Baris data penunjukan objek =
....

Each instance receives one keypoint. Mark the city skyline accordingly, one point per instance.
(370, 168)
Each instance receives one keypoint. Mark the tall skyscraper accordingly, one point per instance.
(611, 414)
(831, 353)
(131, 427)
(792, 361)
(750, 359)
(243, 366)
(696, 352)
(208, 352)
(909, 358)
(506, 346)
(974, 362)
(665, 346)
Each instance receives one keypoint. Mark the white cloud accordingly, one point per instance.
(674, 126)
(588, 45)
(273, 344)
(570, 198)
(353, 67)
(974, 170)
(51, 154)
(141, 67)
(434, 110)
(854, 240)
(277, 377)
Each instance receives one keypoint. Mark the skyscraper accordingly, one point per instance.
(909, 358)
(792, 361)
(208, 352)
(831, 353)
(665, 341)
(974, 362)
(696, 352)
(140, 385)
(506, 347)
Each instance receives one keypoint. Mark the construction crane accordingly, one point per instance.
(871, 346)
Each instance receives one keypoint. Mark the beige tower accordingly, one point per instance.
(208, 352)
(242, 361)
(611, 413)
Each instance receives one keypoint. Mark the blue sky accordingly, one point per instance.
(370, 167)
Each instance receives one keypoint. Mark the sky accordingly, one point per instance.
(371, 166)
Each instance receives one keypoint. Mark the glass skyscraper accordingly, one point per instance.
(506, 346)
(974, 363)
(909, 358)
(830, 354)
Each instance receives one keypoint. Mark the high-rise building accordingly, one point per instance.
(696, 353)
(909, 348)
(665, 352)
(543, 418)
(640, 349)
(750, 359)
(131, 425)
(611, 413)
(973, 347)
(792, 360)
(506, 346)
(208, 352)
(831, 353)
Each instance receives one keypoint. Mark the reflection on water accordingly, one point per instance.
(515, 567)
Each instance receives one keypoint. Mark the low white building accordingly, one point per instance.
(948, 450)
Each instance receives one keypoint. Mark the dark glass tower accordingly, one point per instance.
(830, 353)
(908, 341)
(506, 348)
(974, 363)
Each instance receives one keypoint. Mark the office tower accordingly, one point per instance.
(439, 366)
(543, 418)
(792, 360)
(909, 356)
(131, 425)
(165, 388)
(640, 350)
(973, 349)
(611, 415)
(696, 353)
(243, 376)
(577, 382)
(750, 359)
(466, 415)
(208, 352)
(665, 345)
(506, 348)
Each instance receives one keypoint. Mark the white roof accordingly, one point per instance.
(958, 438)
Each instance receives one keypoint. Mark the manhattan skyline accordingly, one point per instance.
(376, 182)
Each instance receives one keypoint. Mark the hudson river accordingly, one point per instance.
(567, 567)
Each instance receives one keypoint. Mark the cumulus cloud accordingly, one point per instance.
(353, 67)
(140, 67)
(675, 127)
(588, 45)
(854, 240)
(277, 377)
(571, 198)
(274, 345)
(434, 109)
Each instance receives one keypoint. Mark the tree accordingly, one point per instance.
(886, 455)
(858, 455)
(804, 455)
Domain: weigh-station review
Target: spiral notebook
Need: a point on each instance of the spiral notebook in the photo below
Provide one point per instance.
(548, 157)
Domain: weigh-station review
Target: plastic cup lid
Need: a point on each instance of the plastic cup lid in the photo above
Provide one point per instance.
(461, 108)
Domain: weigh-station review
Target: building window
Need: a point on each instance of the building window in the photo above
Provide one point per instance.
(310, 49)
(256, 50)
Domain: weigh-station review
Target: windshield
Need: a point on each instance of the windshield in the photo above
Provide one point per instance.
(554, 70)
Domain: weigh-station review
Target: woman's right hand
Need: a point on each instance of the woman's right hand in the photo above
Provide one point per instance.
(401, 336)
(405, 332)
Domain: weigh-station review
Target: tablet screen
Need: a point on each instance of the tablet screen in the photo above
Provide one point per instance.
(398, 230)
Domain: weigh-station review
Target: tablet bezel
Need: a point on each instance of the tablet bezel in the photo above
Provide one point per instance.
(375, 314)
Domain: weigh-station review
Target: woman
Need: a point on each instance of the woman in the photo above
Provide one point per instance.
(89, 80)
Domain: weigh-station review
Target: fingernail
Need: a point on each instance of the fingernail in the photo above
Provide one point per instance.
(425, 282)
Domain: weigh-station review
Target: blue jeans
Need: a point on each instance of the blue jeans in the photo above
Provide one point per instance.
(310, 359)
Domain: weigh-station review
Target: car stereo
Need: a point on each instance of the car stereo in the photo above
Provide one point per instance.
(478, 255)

....

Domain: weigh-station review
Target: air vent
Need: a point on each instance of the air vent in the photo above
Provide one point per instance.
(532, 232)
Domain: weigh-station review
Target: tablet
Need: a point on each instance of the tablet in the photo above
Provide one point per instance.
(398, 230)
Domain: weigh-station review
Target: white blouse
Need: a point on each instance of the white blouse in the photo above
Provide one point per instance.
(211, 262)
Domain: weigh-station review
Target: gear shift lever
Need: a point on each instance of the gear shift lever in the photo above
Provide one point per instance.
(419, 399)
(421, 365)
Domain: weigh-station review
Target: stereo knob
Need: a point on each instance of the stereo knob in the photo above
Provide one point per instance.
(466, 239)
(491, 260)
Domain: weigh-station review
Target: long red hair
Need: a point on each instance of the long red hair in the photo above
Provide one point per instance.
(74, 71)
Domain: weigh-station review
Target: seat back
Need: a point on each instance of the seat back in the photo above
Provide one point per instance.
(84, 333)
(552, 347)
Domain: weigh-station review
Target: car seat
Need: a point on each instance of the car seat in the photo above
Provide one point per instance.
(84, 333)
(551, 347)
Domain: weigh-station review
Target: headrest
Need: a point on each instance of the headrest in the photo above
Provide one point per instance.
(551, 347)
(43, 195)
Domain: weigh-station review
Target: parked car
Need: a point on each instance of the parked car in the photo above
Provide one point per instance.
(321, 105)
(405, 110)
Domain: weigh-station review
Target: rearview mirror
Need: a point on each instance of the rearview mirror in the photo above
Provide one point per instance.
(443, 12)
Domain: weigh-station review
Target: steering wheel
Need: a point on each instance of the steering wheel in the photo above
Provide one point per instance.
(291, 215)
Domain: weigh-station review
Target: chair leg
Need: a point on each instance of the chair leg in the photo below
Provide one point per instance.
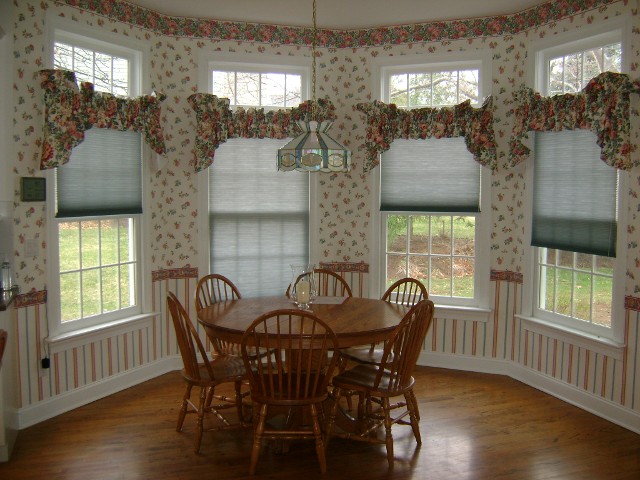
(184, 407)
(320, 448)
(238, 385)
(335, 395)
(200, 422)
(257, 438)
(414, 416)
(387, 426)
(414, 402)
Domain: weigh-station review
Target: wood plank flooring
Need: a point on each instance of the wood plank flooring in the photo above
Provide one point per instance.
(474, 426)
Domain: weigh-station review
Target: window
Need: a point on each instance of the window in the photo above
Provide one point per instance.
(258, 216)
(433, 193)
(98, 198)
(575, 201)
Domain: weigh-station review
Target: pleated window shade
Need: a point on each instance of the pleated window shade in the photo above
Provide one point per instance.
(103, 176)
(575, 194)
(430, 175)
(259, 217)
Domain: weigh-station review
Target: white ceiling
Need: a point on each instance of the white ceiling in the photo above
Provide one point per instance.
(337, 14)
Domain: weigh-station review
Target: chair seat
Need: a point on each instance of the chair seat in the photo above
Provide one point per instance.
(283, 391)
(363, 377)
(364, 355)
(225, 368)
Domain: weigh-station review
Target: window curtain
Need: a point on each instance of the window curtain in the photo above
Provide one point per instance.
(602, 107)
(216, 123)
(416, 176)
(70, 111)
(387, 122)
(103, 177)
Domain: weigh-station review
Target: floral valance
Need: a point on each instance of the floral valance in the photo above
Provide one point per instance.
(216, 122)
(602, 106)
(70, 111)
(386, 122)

....

Rincian Latihan = Kumpulkan semua baris dalam entri di atas yang mengandung kata "floral", lalu salin setiap baris tersebut.

Jawaban Tugas =
Target: floral valance
Need: a point on each instance of the floral valance in the photo above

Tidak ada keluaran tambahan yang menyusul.